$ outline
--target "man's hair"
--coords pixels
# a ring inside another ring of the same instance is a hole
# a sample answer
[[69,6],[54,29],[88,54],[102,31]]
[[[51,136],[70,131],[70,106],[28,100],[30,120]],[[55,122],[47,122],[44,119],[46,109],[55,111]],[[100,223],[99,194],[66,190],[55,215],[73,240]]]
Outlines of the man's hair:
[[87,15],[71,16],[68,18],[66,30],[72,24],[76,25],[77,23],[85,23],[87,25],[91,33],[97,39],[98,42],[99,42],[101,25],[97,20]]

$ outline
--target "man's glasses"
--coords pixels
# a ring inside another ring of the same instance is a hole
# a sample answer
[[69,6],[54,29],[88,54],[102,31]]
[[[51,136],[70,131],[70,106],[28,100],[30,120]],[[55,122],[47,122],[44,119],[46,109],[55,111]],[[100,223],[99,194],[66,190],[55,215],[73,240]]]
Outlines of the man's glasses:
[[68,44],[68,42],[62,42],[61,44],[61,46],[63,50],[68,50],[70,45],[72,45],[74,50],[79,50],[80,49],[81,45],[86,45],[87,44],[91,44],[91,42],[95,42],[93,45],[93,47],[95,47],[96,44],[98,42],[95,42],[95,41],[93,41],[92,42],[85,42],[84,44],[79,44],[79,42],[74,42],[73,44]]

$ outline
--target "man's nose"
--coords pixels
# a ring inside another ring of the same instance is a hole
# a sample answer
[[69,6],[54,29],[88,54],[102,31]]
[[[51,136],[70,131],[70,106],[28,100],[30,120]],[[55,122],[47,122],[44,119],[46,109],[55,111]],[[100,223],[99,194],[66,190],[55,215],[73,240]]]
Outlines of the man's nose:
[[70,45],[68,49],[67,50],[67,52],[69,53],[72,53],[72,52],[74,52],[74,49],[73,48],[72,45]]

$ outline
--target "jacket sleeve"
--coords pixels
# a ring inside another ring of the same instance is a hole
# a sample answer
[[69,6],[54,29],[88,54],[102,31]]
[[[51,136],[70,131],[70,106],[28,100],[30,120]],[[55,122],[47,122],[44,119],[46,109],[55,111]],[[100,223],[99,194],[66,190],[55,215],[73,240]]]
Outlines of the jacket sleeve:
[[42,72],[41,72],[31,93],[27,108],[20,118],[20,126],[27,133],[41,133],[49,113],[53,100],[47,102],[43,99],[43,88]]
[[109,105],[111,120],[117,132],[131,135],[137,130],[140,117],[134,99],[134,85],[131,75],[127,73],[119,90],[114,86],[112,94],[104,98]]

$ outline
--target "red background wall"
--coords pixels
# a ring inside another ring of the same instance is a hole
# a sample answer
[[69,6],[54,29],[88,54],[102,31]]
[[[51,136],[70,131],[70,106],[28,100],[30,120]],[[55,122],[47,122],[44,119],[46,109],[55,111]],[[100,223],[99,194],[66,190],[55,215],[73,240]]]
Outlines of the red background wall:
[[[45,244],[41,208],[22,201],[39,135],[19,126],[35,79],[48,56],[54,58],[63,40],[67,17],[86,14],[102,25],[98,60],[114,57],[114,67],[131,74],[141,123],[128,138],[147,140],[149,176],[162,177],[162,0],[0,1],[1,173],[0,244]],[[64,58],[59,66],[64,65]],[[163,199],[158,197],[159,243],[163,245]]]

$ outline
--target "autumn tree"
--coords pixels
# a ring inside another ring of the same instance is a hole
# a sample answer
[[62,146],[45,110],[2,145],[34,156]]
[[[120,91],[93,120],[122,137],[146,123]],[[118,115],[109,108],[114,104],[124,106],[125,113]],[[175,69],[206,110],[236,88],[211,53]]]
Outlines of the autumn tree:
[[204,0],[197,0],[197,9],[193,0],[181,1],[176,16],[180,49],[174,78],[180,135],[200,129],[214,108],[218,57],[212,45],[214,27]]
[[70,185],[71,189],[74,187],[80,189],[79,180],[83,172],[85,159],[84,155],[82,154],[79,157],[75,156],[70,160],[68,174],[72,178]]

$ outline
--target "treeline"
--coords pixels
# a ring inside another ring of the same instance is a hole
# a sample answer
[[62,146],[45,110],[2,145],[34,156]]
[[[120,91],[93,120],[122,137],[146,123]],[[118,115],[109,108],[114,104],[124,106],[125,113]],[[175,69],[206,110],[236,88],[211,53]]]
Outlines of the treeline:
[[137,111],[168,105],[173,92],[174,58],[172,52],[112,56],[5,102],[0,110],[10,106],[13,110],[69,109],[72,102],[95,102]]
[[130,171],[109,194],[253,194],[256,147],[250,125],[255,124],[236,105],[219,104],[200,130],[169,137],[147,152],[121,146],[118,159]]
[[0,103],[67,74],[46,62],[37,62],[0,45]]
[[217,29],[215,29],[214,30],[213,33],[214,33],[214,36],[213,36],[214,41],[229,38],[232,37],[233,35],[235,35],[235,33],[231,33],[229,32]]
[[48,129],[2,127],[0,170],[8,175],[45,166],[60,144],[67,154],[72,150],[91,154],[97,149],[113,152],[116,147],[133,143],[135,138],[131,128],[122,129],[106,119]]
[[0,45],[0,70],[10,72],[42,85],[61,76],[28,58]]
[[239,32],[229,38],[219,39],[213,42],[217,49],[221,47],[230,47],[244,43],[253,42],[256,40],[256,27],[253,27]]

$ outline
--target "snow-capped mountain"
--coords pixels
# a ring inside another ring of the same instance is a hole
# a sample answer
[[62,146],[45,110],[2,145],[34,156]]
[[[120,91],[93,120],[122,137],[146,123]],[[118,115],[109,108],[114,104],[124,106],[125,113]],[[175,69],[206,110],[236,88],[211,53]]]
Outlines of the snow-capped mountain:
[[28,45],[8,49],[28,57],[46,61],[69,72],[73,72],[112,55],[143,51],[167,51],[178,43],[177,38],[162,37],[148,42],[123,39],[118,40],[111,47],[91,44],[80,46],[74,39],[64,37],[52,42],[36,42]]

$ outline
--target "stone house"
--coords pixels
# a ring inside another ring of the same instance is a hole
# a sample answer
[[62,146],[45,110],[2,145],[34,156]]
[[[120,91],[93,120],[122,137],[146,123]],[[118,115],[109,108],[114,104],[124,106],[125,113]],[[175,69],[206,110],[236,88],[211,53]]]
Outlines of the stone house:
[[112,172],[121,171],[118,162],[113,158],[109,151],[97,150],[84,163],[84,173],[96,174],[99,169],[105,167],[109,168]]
# # # #
■ EXERCISE PROMPT
Count the lines in the entries that contain the word "background", with case counting, and give only that number.

■ THE SOLUTION
2